-- Excerpt provided follows --

The FDA just authorized an extra Pfizer shot for children aged 5 to 11

a chlid's arm getting injected with pfizer's covid-19 vaccine
A six year old child receives the Pfizer-BioNTech Covid-19 Vaccine for 5-11 year olds.
  • On Tuesday the FDA authorized a third COVID shot for kids ages 5-11.
  • The Pfizer booster is recommended at 5 months after youngsters' primary 2-dose series.
  • Emerging studies are suggesting 2 primary doses may not be the best protection against Omicron.

On Tuesday the US Food and Drug Administration OK'd a third shot of Pfizer's COVID-19 vaccine for kids aged 5-11.

In a statement announcing the news, FDA Commissioner Robert Califf said "while it has largely been the case that COVID-19 tends to be less severe in children than adults, the Omicron wave has seen more kids getting sick with the disease and being hospitalized." 

The FDA is authorizing the booster dose to be used in kids 5 and up who received their primary series of two shots at least five months ago. 

In April, Pfizer announced that its booster shot could significantly increase the levels of neutralizing antibodies kids had against the Omicron variant. That was according to a small study of 140 children.

However, recent independent studies from the Centers for Disease Control and Prevention have suggested that youngsters' immune response to the 2-shot series is still very decent at shielding kids from severe outcomes. Data from 14 US states that the CDC released in April showed that during the Omicron outbreak, 87% of children aged 5-11 who were hospitalized were completely unvaccinated. Another study published in the New England Journal of Medicine in March found that vaccinated 5 to 11 year olds reduced their risk of COVID hospitalization by two thirds.

-- Excerpt provided concluded --
-- Records shown follows --

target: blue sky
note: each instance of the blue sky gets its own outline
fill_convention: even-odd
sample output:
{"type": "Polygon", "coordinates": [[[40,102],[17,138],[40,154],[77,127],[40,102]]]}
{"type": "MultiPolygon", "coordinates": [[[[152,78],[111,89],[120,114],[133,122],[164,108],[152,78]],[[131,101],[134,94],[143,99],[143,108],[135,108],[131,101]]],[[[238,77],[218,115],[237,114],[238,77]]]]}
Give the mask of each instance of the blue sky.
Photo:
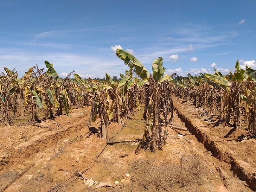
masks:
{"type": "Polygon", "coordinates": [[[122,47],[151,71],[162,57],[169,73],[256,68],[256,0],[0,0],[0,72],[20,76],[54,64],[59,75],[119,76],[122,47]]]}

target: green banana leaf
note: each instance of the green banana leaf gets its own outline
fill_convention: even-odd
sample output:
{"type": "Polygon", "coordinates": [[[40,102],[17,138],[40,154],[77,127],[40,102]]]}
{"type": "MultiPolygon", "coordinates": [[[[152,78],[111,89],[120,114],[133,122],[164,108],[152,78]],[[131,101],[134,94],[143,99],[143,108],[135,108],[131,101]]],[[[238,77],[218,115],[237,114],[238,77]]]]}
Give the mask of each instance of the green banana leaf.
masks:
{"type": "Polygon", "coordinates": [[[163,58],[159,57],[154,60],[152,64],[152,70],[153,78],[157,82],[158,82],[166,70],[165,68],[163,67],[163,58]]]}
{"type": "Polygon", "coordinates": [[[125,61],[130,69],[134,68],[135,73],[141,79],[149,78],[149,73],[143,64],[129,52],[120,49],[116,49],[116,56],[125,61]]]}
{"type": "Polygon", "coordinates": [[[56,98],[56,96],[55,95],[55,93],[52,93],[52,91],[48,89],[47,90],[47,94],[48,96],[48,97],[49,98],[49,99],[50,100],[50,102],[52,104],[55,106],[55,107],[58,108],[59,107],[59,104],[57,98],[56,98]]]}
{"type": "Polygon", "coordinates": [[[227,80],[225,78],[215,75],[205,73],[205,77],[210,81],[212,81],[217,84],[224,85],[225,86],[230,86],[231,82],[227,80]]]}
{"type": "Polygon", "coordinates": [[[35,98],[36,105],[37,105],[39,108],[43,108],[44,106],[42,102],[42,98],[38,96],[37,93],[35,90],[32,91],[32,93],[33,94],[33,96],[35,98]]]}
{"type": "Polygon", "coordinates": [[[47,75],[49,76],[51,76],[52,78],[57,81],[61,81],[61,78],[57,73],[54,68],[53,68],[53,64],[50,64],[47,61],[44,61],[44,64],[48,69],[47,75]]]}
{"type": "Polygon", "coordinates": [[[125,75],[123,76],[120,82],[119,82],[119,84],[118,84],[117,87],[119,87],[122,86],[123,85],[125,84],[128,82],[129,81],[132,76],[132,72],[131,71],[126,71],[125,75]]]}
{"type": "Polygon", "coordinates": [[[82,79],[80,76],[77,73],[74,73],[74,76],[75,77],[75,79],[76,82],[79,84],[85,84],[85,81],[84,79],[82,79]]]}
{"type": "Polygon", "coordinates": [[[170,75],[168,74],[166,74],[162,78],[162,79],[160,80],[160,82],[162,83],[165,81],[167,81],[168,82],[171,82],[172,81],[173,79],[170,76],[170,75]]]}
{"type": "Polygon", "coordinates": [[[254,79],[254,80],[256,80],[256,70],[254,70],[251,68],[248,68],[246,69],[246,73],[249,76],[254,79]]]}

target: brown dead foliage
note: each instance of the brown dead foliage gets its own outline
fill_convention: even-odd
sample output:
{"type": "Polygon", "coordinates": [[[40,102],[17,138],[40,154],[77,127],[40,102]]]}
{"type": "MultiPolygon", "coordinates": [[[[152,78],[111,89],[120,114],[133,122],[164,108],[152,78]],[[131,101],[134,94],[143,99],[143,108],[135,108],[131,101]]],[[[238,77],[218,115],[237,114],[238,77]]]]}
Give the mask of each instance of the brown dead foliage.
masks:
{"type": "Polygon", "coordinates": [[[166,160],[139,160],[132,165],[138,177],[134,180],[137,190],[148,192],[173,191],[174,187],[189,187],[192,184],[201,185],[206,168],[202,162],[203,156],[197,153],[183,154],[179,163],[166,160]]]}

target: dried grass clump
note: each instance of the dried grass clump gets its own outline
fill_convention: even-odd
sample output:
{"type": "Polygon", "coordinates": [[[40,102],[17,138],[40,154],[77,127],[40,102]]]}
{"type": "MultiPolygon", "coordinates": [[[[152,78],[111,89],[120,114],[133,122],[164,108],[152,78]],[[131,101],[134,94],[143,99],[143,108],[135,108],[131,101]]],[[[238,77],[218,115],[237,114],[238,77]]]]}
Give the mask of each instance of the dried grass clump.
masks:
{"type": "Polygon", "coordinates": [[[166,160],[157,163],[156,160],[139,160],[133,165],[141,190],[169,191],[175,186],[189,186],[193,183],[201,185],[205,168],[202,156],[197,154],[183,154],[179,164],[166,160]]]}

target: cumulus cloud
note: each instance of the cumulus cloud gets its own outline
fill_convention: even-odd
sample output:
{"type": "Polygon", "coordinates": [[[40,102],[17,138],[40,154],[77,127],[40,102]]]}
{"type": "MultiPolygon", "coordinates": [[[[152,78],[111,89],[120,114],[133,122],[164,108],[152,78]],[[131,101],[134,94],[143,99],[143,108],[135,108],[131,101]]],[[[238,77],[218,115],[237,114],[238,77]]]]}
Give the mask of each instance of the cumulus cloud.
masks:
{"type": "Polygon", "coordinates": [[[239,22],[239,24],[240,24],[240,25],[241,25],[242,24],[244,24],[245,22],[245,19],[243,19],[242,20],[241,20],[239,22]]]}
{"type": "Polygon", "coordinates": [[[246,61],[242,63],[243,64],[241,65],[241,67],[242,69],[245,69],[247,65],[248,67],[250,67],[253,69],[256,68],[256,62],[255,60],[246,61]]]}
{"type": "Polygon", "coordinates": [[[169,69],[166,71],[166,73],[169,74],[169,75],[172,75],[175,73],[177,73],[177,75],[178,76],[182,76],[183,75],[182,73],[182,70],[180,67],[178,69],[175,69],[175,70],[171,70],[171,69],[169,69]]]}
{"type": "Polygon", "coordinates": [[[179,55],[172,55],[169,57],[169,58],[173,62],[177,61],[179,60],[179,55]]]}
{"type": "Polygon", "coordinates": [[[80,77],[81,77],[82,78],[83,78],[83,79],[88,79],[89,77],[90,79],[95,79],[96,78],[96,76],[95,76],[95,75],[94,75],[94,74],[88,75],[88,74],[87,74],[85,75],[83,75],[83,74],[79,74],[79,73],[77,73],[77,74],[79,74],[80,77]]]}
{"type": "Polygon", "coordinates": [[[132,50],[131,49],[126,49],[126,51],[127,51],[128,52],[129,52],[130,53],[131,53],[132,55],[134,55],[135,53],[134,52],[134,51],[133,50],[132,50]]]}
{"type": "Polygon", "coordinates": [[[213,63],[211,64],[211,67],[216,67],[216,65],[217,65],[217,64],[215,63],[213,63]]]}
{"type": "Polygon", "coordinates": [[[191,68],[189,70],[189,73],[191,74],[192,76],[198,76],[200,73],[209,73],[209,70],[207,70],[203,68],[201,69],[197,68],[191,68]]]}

-- Records shown concluded --

▸ **Activities**:
**A.** Which days of the week and months are named in the article on the FDA's booster authorization for children aged 5 to 11?
**B.** Can you go on with the article on the FDA's booster authorization for children aged 5 to 11, starting right after its last sentence?
This data was taken from a different source than the article.

▸ **Exercise results**:
**A.** Tuesday, April, March

**B.**
"Where they see the difference is between the unvaccinated and vaccinated," epidemiologist Ruth Link-Gelles, who leads the CDC's COVID-19 vaccine effectiveness studies, told Stat.

Still, there have been some worries among disease researchers that the Pfizer dose which is administered to 5-11 year olds (which is 33% of the amount that teens and adults get) may merit either a third dose boost, a longer interval between the first two doses, or both, in order to provide enduring, robust, broad-spectrum disease protection to kids. 

The new booster recommendation still does nothing for babies and children under 5 in the US, who have no authorized COVID vaccine to use yet. The FDA has said it may be ready to authorize a COVID-19 vaccine for babies and toddlers 6 months and up from Pfizer or Moderna or both companies by the end of June, but no firm timeline has been set yet, and the FDA is still waiting for completed applications from both companies.